In the entries below, find the line containing "tulip plant, written". Copy it and all lines after it, exactly, through the end.
── Source records
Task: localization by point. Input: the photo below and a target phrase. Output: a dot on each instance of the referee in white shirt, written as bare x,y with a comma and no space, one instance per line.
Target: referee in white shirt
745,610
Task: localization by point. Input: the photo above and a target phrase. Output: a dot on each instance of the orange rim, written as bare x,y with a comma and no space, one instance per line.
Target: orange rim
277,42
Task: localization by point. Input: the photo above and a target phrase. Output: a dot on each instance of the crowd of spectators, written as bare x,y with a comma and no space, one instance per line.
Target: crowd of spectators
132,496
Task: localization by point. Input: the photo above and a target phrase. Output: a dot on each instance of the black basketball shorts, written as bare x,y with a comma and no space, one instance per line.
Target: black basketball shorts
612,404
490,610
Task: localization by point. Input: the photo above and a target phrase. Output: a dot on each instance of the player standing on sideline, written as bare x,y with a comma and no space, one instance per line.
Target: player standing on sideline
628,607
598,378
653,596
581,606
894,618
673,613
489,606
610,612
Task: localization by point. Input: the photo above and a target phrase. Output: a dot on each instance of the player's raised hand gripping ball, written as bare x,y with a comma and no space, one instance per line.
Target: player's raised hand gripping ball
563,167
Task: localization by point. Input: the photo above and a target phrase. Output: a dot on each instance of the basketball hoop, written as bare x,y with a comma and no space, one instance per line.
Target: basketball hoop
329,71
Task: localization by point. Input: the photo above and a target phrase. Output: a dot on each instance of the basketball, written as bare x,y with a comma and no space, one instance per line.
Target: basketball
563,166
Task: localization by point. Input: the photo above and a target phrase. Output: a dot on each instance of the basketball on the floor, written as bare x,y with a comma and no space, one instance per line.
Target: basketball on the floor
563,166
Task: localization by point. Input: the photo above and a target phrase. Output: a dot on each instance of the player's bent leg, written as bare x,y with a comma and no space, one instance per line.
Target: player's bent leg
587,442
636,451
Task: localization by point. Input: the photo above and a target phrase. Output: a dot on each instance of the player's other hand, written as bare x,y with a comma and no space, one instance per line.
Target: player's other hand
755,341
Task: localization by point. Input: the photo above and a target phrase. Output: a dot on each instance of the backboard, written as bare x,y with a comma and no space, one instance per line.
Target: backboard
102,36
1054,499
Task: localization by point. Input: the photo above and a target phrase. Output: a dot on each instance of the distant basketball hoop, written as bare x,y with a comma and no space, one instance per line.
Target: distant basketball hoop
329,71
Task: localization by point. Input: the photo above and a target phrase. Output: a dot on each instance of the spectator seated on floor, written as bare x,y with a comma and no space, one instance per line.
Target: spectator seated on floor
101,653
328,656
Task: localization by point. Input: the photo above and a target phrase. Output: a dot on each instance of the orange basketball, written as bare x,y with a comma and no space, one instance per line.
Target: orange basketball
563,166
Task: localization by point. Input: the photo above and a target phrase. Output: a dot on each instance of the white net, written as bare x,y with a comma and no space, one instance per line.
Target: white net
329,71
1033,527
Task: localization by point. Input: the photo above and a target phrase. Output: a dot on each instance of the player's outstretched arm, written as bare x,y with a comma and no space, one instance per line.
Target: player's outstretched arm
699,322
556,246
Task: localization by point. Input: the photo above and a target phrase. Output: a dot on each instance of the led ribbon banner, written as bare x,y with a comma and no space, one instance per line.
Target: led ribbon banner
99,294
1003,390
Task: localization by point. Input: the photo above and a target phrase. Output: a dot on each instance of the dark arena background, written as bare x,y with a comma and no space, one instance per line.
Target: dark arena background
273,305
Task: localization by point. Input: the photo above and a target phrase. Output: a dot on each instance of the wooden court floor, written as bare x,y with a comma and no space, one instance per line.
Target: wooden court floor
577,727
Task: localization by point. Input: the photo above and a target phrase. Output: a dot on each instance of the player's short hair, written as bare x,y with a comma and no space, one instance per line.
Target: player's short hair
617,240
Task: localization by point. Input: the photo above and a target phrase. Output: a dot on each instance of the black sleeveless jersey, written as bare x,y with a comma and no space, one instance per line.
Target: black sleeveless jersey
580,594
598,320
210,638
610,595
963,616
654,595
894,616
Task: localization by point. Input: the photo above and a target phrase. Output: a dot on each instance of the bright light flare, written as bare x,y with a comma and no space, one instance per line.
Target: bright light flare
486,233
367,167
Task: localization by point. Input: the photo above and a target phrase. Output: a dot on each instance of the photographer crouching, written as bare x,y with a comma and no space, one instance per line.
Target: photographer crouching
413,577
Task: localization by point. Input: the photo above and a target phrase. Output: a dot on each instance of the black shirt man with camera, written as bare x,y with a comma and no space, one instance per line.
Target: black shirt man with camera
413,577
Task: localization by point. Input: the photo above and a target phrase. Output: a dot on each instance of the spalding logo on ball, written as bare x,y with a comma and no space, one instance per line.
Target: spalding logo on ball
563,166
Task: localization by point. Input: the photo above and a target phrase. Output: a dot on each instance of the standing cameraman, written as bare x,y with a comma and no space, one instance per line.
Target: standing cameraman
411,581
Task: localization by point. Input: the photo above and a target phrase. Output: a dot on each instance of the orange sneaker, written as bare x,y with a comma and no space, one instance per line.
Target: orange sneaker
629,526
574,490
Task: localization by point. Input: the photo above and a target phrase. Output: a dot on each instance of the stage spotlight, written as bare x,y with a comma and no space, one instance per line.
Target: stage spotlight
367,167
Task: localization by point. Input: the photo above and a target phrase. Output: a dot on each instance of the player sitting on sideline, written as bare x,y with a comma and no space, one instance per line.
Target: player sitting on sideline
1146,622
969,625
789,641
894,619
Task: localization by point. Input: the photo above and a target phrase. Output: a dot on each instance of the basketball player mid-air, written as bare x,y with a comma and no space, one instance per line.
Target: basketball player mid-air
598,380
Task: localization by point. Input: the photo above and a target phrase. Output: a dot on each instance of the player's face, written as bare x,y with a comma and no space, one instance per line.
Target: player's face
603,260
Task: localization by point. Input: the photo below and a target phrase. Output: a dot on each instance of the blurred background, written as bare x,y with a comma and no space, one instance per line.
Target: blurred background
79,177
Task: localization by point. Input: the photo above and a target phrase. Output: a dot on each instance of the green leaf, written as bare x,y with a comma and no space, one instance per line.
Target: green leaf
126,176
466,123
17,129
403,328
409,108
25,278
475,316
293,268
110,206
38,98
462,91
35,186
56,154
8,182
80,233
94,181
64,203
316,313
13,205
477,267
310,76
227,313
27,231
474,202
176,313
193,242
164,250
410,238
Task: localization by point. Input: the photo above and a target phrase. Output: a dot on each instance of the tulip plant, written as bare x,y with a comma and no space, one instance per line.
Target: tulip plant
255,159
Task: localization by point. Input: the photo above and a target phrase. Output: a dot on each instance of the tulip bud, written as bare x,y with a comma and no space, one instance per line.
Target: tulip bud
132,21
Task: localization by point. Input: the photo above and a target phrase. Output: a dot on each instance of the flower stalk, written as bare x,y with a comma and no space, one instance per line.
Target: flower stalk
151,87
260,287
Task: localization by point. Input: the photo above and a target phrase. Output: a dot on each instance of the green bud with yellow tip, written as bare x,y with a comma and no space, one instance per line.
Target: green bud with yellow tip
────
● **Output of the task**:
Task: localization by point. Input: the photo above and a target phrase. Output: a dot on each instance of the tulip plant, written as bare x,y with a comma and no space, one instance per line.
Target: tulip plant
255,159
Task: localization by point. Input: the photo above and a target phrase. Output: a dot on each instance of the tulip bud, written as bare x,y with a comma and no space, one instance per line.
Target: tulip bud
132,21
Task: localization by point. Input: the photo above and a target phrase. Output: a dot on each instance of the flower stalk, written as bare x,y with a comma and no space, one instance per line.
Target: flower stalk
151,87
260,287
Task: localization by point. Input: the photo above and a target phrase. Output: a dot on each instance of the green bud with yellow tip, written as bare x,y with a comma and no space, one instance per line.
Target: green bud with yellow tip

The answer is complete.